### DIRECTIVE
Count the lines below that contain the word "block" and reply with only the number.

# GIVEN DATA start

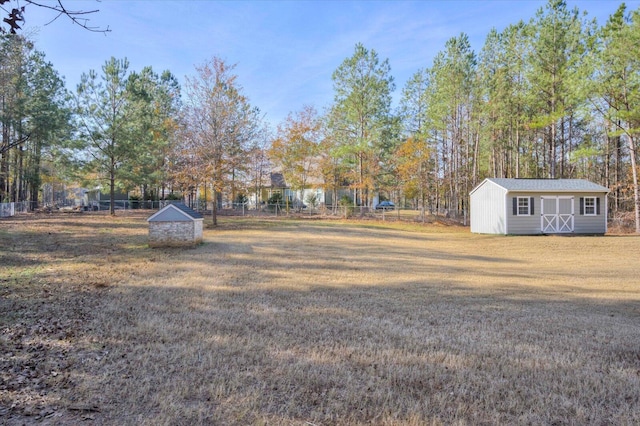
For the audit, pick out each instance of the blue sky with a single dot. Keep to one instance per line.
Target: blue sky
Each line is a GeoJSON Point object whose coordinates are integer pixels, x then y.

# GIVEN DATA end
# GIVEN DATA start

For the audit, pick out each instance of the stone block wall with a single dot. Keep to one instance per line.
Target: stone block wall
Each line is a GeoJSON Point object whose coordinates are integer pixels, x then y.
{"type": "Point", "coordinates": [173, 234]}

# GIVEN DATA end

### ANSWER TO THE TASK
2